Work to do: Write out the listing below again, precisely as it is given.
══ Provided entries ══
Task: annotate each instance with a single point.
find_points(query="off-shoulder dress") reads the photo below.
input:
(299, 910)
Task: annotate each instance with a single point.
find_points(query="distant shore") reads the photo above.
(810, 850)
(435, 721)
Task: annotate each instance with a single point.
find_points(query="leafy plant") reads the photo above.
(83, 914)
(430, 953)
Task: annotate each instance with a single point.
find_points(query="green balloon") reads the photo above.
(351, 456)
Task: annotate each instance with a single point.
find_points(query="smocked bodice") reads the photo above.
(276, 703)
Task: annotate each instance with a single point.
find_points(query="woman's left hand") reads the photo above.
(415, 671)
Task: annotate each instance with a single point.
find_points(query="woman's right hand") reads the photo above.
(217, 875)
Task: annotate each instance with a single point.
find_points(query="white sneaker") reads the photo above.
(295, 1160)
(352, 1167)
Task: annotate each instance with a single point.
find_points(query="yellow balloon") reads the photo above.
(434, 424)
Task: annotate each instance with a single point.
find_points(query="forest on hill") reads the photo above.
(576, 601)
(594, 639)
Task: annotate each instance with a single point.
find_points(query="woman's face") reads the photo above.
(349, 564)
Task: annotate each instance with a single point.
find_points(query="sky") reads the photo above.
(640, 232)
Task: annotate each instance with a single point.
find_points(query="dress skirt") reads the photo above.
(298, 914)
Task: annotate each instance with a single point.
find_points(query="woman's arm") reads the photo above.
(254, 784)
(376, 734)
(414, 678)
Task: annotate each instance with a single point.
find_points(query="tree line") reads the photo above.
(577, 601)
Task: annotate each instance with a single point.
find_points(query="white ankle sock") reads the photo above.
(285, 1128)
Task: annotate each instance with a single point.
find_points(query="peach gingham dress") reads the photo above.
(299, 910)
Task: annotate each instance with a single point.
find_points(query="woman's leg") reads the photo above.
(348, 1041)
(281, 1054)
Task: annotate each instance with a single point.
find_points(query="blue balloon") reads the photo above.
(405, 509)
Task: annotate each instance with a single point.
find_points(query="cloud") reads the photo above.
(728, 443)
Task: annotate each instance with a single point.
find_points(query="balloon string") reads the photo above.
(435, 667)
═══
In response:
Task: annotate each instance with a single point.
find_points(query="off-shoulder dress") reads the photo below.
input:
(299, 910)
Task: annotate each instance with a single point.
find_points(query="distant shore") reads the photo above.
(810, 850)
(435, 721)
Task: annotate each instance with a single point.
find_points(query="leafy plant") reads the photo above.
(83, 914)
(430, 953)
Task: annotate each instance with a single point.
find_points(query="green balloon") reads the photo above.
(351, 456)
Task: annotate each instance with a single point.
find_points(query="smocked bodice") reads the photo above.
(276, 703)
Task: annotate each instance with a single point.
find_points(query="woman's left hand") reads the photo above.
(415, 671)
Task: annotate each instance with a single point.
find_points(query="woman's right hand") reads the photo above.
(217, 875)
Task: annotate each instance with a single point.
find_points(query="white sneaker") reads the photo above.
(295, 1160)
(352, 1167)
Task: annotate each instance with a single point.
find_points(query="yellow balloon") reads the photo above.
(434, 424)
Task: annotate each instance with a single point.
find_points(query="forest on hill") reads the photo above.
(576, 601)
(594, 639)
Task: annotate each instance with a single point.
find_points(query="woman's face") reads the photo above.
(349, 564)
Task: annotate each instance with a single point.
find_points(query="sky") reads the photo above.
(640, 232)
Task: annotate each instance with a single point.
find_points(query="dress skirt") reads the photo above.
(298, 914)
Task: annotate each instance with a single point.
find_points(query="woman's arm") reads the photo above.
(254, 784)
(376, 734)
(414, 678)
Task: annotate each instance with a single point.
find_points(query="tree line") reads the photo above.
(577, 601)
Task: annotate each instance with a single point.
find_points(query="white ankle sock") reads the photo above.
(285, 1128)
Task: annotate each instance with a single point.
find_points(query="peach gingham dress") reads the photo above.
(299, 910)
Task: annotate each instance with a single point.
find_points(query="woman's leg") reads the photo above.
(348, 1041)
(281, 1054)
Task: annotate each instance with a single point.
find_points(query="blue balloon") reads the photo above.
(405, 509)
Task: annotate each instance with a single point.
find_points(query="cloud") reads the photo above.
(728, 443)
Task: annotate each instance with a single point.
find_points(query="balloon string") reads the photo above.
(435, 667)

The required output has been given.